▸ SACHTEXT:
┏━━

Darüber hinaus ist es erforderlich, eine Beräumungsskizze zu nutzen, um durch den Schnee verdeckte Hindernisse zu kennen und die Dachkonstruktion nicht durch das Gewicht der eingesetzten Arbeitskräfte zu überlasten. Die Schneemengen sind, beginnend mittig zwischen den Achsen, möglichst immer nach außen zu beräumen. Anschließend sind die seitlichen Nachbarstreifen vom Schnee zu befreien.
Vorab muss zudem geprüft werden, welche Bereiche unterhalb des Daches betroffen sind und wohin die Schneemengen verbracht werden können. Es ist notwendig, diese Bereiche abzusichern. Auf Grund der komplexen Aufgabenstellung wurde mit dem beauftragten Unternehmen eine Proberäumung durchgeführt. Dabei zeigte sich auch, wie schnell die Arbeitskräfte erschöpft sind und wie wichtig daher die Arbeitsvorbereitung ist.
Gewusst-wie
Durch die konstruktive Zusammenarbeit und das präventive Vorgehen der beteiligten Architekten, Statiker, Fachberater und Unternehmen mit dem Betreiber kann eine sichere Schneeräumung ermöglicht werden. Grundlage ist eine Bestandsaufnahme der Flachdächer, um deren Aufbau, Funktion und Zustand zu bewerten. Eine statische Bewertung der Dachlasten ist wichtig, um die kritischen Schneelasten zu ermitteln und deren Beräumung zu sichern. Der wichtigste Punkt ist jedoch, die Sicherheit der Arbeitskräfte bei der Beräumung zu gewährleisten und ihre Gesundheit zu schützen.

┗━━

[Auszüge aus einem Datensatz zur Ortsannotation]

┏━━

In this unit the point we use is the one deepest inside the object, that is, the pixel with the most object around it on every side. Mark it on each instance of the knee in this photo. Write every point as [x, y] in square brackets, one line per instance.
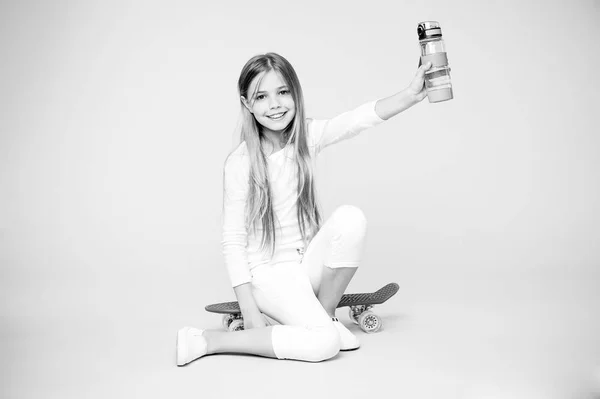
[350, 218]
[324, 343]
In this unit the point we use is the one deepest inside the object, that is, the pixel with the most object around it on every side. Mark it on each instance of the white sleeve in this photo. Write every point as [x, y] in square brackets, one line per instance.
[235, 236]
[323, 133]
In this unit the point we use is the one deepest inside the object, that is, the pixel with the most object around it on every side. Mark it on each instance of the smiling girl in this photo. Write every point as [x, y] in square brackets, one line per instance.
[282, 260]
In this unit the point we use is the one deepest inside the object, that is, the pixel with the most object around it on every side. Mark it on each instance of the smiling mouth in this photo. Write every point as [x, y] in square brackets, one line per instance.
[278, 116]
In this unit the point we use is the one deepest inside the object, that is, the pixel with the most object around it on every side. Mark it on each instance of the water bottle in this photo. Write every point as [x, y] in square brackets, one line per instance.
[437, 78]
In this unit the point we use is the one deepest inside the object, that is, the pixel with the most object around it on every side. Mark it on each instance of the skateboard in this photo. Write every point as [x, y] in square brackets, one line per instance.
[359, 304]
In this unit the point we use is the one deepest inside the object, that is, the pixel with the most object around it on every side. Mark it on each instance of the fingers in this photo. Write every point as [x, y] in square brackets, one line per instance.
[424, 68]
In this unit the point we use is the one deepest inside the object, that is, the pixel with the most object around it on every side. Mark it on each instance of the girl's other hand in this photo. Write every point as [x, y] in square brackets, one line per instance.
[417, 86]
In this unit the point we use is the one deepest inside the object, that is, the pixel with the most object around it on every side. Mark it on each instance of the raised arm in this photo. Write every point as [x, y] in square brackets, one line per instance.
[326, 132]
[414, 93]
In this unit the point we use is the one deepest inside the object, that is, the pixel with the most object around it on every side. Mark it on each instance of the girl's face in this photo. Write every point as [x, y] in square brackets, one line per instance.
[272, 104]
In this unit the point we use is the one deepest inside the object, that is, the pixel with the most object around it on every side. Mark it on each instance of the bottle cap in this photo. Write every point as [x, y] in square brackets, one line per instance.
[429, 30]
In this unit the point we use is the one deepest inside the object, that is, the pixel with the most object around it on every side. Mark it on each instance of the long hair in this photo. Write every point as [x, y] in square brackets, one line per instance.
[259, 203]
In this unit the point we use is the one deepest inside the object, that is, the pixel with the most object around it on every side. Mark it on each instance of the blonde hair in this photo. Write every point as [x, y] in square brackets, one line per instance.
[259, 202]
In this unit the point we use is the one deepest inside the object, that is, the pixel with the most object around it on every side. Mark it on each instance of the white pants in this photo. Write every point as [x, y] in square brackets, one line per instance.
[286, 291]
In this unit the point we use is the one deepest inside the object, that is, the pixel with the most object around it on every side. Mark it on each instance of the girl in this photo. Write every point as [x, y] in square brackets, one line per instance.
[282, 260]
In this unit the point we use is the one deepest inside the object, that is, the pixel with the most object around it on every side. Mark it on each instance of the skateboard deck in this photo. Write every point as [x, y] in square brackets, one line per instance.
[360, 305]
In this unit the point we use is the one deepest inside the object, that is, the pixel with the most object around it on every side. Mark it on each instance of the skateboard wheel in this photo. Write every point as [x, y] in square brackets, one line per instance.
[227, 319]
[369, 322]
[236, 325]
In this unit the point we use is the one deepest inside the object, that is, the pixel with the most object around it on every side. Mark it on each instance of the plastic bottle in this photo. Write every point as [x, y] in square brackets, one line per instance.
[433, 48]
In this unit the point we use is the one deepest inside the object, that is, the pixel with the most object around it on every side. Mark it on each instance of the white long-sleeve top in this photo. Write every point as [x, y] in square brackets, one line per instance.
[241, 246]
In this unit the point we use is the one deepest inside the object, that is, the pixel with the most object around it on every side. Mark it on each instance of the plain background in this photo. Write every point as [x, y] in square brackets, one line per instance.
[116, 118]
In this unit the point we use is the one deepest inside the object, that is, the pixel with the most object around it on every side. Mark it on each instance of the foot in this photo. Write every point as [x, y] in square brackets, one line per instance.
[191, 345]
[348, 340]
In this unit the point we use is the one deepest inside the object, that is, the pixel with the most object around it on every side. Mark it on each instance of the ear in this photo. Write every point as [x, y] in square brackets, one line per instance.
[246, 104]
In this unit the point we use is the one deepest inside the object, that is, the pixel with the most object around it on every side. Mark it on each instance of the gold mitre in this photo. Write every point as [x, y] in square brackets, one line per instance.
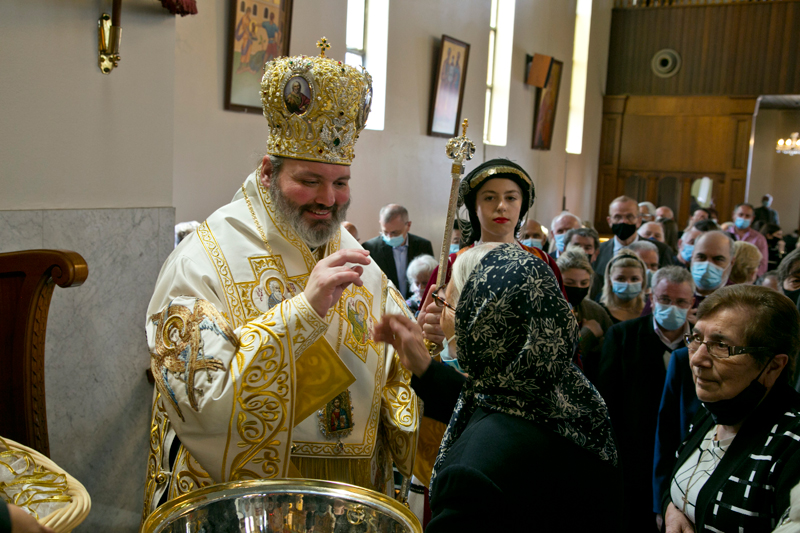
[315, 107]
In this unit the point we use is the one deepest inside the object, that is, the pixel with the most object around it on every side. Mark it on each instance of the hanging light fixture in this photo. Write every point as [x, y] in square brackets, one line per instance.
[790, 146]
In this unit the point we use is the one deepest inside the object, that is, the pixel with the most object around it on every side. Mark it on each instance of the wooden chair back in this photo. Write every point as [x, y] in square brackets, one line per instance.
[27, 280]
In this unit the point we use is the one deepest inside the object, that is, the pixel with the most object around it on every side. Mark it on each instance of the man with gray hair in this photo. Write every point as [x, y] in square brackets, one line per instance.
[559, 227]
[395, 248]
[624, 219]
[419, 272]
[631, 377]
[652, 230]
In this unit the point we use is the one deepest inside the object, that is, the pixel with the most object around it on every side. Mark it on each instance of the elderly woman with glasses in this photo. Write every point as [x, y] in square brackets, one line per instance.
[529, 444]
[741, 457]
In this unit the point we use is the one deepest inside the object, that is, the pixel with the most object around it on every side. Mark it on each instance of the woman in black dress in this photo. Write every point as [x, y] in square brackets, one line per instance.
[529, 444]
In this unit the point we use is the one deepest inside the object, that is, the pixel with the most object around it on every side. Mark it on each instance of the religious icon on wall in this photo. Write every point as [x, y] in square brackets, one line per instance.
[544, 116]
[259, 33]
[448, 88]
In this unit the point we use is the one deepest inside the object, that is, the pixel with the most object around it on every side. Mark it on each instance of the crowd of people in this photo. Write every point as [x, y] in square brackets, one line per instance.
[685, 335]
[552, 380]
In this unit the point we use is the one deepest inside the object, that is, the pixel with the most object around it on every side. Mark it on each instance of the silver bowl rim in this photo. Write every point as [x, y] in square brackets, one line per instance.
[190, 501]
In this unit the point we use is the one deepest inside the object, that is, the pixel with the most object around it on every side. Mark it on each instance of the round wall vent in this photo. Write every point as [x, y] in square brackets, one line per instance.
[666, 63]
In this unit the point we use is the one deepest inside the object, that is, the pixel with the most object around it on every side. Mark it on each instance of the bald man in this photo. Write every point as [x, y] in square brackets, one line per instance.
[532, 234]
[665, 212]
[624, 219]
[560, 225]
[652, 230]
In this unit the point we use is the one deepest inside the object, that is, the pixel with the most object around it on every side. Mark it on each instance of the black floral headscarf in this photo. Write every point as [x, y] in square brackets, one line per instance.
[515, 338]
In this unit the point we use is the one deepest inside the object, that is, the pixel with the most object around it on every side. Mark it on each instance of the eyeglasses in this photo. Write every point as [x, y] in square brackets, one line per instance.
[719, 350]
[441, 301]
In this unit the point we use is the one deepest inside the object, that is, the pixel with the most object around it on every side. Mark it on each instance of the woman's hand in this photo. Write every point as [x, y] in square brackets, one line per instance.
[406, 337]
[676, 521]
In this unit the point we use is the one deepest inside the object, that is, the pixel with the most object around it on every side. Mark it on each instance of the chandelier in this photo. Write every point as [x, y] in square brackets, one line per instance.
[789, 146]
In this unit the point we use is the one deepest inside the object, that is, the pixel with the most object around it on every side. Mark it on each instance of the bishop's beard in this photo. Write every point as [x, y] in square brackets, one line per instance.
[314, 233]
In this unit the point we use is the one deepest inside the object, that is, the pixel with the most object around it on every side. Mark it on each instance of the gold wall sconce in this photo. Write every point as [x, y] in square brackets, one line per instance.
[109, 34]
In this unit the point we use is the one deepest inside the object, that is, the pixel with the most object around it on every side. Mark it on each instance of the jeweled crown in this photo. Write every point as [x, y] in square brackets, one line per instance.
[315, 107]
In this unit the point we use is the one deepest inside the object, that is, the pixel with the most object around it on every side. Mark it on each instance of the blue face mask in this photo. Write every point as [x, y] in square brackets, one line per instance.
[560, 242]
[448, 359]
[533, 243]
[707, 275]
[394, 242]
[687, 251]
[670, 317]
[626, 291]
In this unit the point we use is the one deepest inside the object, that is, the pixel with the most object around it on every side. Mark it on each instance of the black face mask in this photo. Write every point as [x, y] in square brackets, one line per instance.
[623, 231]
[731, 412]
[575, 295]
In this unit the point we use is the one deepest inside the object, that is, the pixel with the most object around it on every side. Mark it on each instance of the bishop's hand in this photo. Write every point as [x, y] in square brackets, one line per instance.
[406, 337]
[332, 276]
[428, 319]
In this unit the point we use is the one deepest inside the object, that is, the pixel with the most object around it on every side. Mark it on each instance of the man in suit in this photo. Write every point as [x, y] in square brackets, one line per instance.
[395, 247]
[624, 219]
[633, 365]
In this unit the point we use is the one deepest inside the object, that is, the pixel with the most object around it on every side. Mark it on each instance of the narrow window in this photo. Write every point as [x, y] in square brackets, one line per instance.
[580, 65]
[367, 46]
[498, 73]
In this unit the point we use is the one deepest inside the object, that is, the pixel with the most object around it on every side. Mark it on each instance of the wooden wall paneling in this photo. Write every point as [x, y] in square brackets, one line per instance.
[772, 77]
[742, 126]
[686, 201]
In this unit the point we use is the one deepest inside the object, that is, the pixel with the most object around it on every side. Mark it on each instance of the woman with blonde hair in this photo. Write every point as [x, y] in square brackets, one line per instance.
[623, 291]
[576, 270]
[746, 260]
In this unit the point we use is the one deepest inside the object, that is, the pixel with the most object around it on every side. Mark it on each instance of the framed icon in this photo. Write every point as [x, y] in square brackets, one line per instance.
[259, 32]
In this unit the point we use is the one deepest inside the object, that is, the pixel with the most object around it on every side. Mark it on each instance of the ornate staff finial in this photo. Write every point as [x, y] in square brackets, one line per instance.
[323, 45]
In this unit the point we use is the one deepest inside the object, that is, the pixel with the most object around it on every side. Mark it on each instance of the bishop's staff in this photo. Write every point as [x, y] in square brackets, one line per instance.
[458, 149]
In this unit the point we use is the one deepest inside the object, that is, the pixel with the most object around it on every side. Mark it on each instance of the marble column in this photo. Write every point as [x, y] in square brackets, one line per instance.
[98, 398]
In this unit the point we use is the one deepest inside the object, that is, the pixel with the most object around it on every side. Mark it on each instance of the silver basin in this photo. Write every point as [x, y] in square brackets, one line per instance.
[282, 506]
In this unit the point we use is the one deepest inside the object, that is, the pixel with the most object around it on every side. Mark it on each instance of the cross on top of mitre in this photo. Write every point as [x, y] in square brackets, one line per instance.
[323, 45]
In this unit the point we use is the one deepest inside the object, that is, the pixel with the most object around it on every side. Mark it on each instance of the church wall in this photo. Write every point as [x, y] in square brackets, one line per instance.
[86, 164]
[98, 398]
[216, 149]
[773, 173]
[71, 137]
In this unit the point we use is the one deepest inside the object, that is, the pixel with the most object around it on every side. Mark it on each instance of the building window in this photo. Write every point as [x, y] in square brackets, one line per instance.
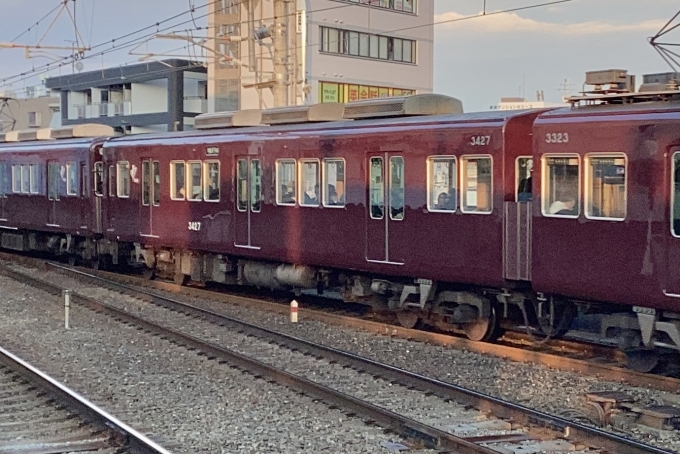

┗━━

▸ AUFGABEN:
- A) Beantworten Sie anhand des Textes zur Schneeräumung auf Flachdächern die folgenden Fragen:
(i) Wo beginnt die Beräumung, und in welche Richtung sollen die Schneemengen geräumt werden?
(ii) Was wurde wegen der komplexen Aufgabenstellung mit dem beauftragten Unternehmen durchgeführt?
(iii) Was bezeichnet der Text als den wichtigsten Punkt?
- B) Führen Sie den Text zur Schneeräumung auf Flachdächern im Anschluss an seinen letzten Satz weiter.

▸ LÖSUNGEN:
- A)
(i) Die Beräumung beginnt mittig zwischen den Achsen, und die Schneemengen sollen möglichst immer nach außen geräumt werden.
(ii) Es wurde eine Proberäumung durchgeführt.
(iii) Der wichtigste Punkt ist, die Sicherheit der Arbeitskräfte bei der Beräumung zu gewährleisten und ihre Gesundheit zu schützen.

- B)
Literaturhinweis:
- Die DGUV Information 212–002 „Schneeräumung auf Dachflächen“ bietet Unterstützung bei der Planung, Vergabe und Ausführung von Arbeiten zur Beseitigung der Schneelast; www.dguv.de/publikationen.
- Die „Regeln für Abdichtungen“ enthalten sämtliche Fachregeln, Merkblätter, Hinweise und Produktdatenblätter aus dem Gesamtregelwerk des Deutschen Dachdeckerhandwerks, die für Dachabdichtungsarbeiten relevant sind. Stand Dezember 2011;
www.baufachmedien.de.
Praxis-Tipp
Zu diesen Themen sollten folgende Experten in die Bewertung einbezogen werden:
- Genehmigungs- und Bestandsplanungen: Architekten, Bauingenieure, staatlich geprüfte Techniker
- Tragwerksplanung/Standsicherheit: Statiker (staatlich anerkannter Sachverständiger)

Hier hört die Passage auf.